:: Exercise materials

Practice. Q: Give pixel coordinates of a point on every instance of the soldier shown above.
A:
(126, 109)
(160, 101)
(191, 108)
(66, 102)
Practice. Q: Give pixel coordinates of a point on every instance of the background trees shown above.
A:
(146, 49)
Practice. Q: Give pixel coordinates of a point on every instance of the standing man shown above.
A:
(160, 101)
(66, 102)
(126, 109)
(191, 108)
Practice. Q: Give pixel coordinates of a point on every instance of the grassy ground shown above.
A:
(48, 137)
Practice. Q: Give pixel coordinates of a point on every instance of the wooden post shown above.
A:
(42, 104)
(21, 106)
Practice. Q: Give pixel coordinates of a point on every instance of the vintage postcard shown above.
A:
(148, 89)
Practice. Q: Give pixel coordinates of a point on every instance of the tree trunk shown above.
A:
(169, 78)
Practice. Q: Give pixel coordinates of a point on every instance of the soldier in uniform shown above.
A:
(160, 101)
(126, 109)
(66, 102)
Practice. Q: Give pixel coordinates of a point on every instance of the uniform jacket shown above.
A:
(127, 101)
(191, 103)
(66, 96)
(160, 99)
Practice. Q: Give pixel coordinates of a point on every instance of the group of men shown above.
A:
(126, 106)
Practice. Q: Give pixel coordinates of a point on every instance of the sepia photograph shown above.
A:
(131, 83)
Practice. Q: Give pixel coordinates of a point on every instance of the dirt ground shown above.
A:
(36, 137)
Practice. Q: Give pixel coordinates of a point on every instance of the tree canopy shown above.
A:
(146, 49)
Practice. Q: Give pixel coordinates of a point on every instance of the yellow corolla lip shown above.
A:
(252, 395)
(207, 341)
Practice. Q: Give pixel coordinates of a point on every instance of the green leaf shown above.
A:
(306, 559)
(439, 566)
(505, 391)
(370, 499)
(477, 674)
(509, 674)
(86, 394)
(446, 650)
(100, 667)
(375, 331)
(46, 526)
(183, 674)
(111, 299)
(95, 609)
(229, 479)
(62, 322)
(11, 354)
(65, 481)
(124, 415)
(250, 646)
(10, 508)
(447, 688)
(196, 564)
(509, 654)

::::

Your assignment: Output the full listing exactly as it stands.

Reply:
Practice. Q: Give pixel coordinates of a point on every instance of the soldier shown above.
A:
(126, 109)
(160, 101)
(191, 108)
(66, 102)
Practice. Q: Give pixel coordinates of a point on every instance of the background trees shown above.
A:
(146, 49)
Practice. Q: Give pixel coordinates of a point on every instance of the standing man shown above.
A:
(160, 101)
(66, 102)
(126, 109)
(191, 108)
Practice. Q: Give pixel coordinates of a point on every instance of the grassy ground shown above.
A:
(48, 137)
Practice. Q: Give pixel coordinates of a point on every instance of the wooden post shown above.
A:
(42, 104)
(21, 106)
Practice. Q: Give pixel coordinates of a point on every instance of the vintage postcard shown above.
A:
(148, 89)
Practice. Q: Give pixel coordinates of a point on every instance of the tree trunk shown above.
A:
(169, 78)
Practice. Q: Give pixel coordinates of a point on every instance of the soldier in uniform shown above.
A:
(160, 101)
(126, 109)
(66, 102)
Practice. Q: Give pixel coordinates of a point on every instance of the uniform jacket shown above.
A:
(127, 101)
(191, 103)
(66, 96)
(160, 99)
Practice. Q: Give pixel coordinates of a point on every instance of the group of men shown above.
A:
(126, 106)
Practice. Q: Give pixel coordinates of a point on every instance of the sepia photograph shown above.
A:
(131, 83)
Practice. Q: Give pixel coordinates of a point on every instance of the dirt ground shown above.
A:
(36, 137)
Practice. Q: Give pixel coordinates of a point on every instance of the tree canopy shown above.
A:
(146, 49)
Practice. Q: Give pixel coordinates of a point on every instance of the yellow corolla lip shown above.
A:
(252, 395)
(207, 341)
Practice. Q: Give pixel coordinates of a point on every instance of the green leaf shown above.
A:
(306, 559)
(439, 566)
(505, 391)
(370, 499)
(477, 674)
(509, 674)
(86, 394)
(446, 650)
(100, 667)
(375, 331)
(46, 526)
(183, 674)
(111, 299)
(95, 609)
(229, 479)
(62, 322)
(11, 354)
(65, 481)
(124, 415)
(250, 646)
(10, 508)
(447, 688)
(196, 564)
(509, 654)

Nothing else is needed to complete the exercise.